* Begin *
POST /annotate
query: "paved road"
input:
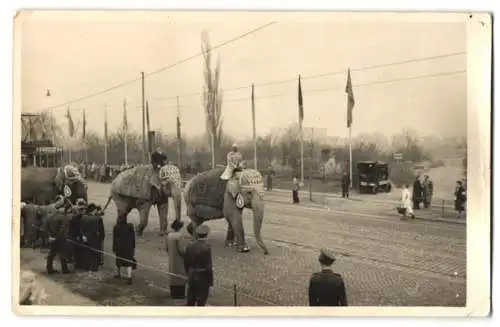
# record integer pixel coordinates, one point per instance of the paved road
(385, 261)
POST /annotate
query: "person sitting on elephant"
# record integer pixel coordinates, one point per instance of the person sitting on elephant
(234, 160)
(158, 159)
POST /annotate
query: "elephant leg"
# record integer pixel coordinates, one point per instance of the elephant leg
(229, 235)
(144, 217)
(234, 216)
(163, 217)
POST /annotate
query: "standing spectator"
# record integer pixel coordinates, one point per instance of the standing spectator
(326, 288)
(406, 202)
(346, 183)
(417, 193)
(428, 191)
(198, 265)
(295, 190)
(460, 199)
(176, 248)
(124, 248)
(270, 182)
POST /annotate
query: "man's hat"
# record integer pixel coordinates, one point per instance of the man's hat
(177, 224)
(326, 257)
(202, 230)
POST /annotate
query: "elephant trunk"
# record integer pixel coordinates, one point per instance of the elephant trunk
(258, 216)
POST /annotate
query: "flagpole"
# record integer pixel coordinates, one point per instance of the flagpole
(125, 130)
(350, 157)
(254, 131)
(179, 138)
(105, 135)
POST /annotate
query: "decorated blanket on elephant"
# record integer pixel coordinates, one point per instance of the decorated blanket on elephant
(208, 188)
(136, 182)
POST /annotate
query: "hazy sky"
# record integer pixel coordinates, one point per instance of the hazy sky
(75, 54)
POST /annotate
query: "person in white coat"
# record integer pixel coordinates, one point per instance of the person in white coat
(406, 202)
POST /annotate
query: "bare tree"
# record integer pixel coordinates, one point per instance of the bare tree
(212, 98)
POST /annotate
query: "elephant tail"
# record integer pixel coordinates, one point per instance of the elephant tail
* End *
* Begin *
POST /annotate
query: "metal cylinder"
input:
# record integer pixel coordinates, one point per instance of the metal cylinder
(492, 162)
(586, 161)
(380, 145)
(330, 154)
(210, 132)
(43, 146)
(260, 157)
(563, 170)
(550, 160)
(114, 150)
* End *
» **EXERCISE INSTRUCTIONS**
Filter the records above and copy out every line that contains the word "decorated".

» **FINISHED TASK**
query: "decorated blanket on elephant"
# record integer pixel coordinates, one point per instance of the decorated blanket on elephant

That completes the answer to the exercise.